These "secret" games were only new to this guy. The Radio Shack TV Scoreboard released in 1976 had a later variant model which came with a light gun and the console had these "secret" skeet and target games. The TV Scoreboard was based on the very same General Instruments AY-3-8500 chip this guy used. I had one of these variant models circa 1980 and it did come with these games, which were extremely lame.

GI also produced a number of other chips featuring different kinds of games like breakout, tank battle, racing and submarine battle. A few of the chips were mostly pin compatible with the AY-3-8500 so you could swap out the chips and play different games, poorly, due to some controls being wired to N/C pins on the 8500 boards. If you hooked up these extra pins to their appropriate controls, you could make a multi-chip capable console. Probably only worth doing it today as a challenge because the games are really boring and have very little re-play value.

[–] 1 pt

I agree, I remember the light gun games too. It was just a different time when being forced to buy an extra piece for your (expensive) new game system may have put a dent in the new industry. It was easier and friendlier to the vendor to have a more expensive version with all the extras.

[–] 1 pt

It isn’t uncommon for distributors to publish video games with unused assets still included in the data. In our modern era, that is often done to support future DLC (downloadable content).

AKA;

In the past they used to give unused assets away, now they jewprice them in some jewLC.

[–] 0 pt

The unused assets in this instance were for games where the hardware wasn't included or was unavailable. So you had to buy some physical "DLC" in order to use the games.

_ _ _

INSTRUCTIONS FOR THE TASK:
Answer these questions using the comment thread above:
1. In what year was the Radio Shack TV Scoreboard released?
2. Which chip was the TV Scoreboard based on?
3. In the modern era, what are unused assets in video game data often included to support?

SUPPLIED ENTRIES:

_ _ _

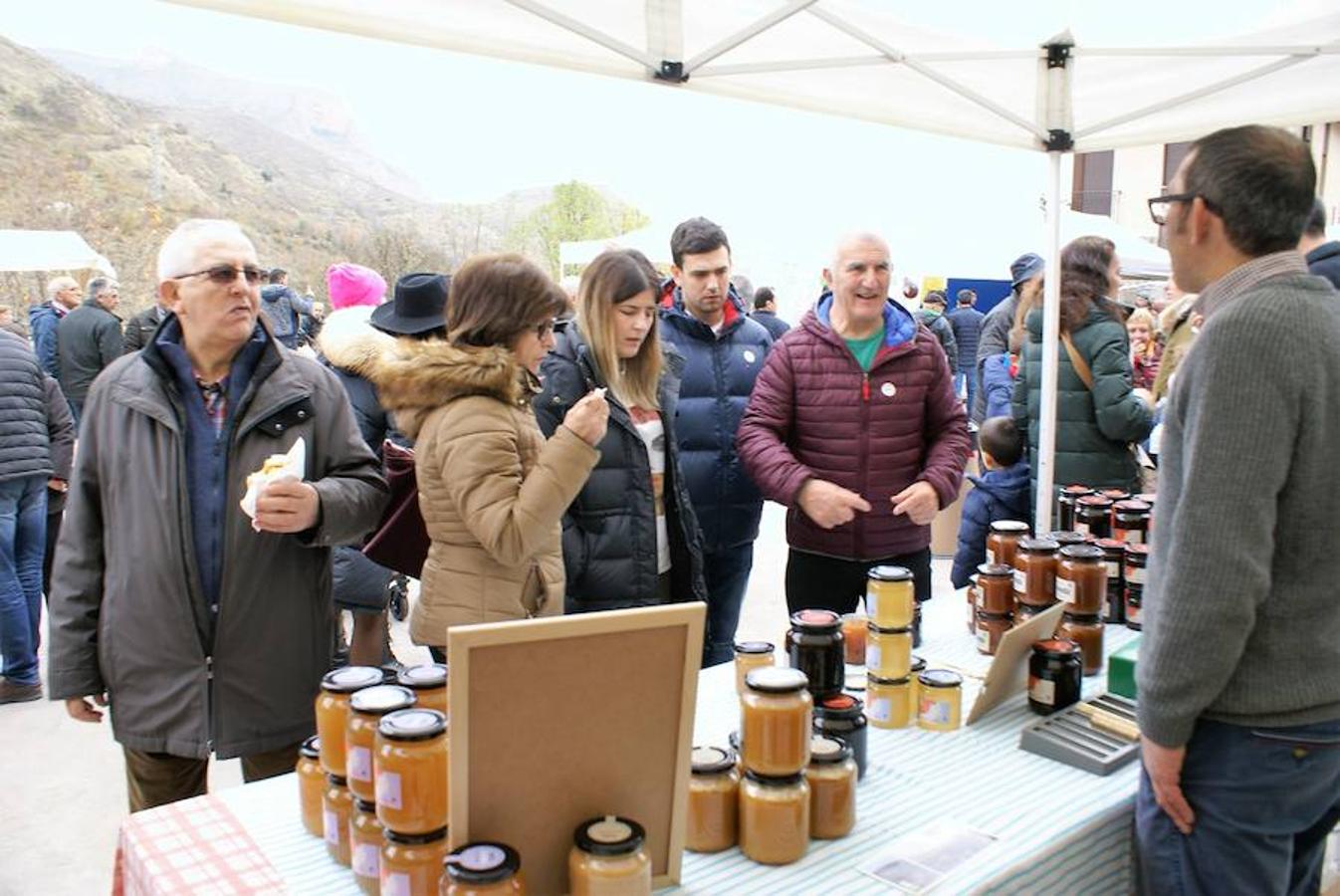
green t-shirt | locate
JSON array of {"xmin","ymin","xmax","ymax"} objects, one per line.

_ _ _

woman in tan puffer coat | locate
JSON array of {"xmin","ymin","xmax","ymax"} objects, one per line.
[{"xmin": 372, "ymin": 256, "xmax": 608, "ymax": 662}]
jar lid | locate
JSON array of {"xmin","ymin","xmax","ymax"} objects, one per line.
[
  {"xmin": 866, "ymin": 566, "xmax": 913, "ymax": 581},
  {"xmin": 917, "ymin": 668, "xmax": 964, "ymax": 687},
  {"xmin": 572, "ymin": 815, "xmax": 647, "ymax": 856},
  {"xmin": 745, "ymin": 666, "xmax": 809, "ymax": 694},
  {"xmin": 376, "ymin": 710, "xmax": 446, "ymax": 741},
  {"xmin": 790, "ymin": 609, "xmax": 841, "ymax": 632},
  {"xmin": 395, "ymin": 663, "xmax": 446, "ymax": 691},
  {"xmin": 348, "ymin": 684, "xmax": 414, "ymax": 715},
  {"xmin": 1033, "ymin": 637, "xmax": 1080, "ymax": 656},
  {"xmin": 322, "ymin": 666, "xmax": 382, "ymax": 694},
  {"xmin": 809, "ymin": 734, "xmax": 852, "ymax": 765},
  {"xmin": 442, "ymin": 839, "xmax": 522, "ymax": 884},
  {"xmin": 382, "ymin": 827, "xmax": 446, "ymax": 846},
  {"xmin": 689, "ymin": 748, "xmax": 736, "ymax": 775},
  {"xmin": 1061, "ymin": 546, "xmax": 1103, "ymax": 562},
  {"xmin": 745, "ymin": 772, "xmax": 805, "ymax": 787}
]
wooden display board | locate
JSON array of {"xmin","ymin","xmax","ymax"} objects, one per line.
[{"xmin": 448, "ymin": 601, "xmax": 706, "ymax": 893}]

_ _ _

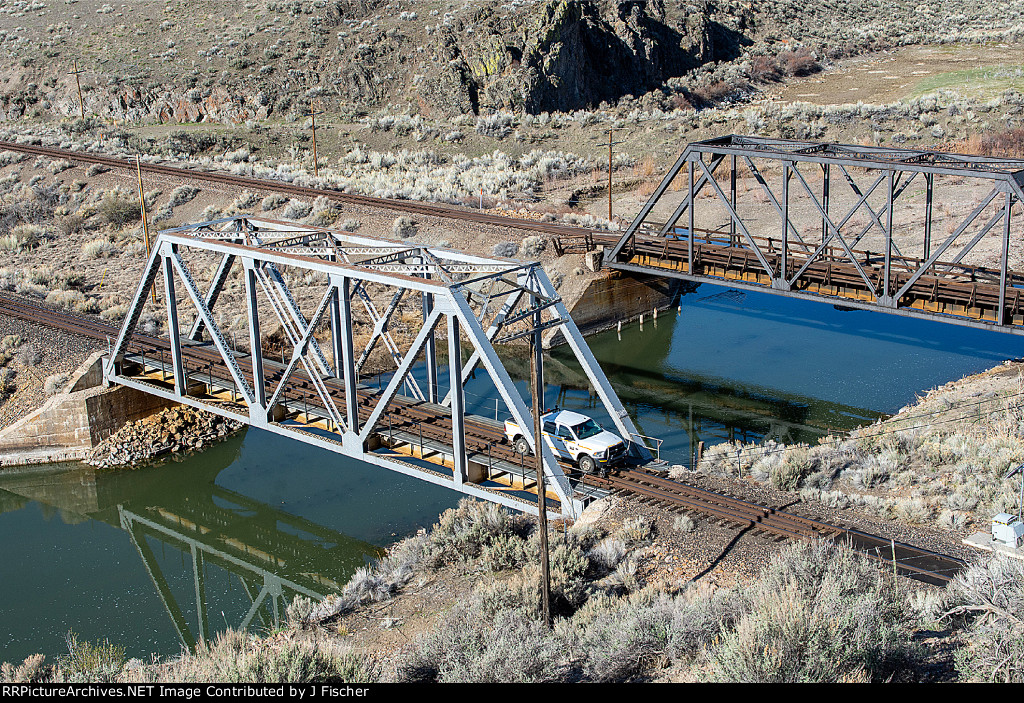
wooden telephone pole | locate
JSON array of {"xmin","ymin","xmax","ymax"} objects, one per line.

_ _ _

RESULT BELOW:
1. 1976
2. The General Instruments AY-3-8500
3. Future DLC (downloadable content)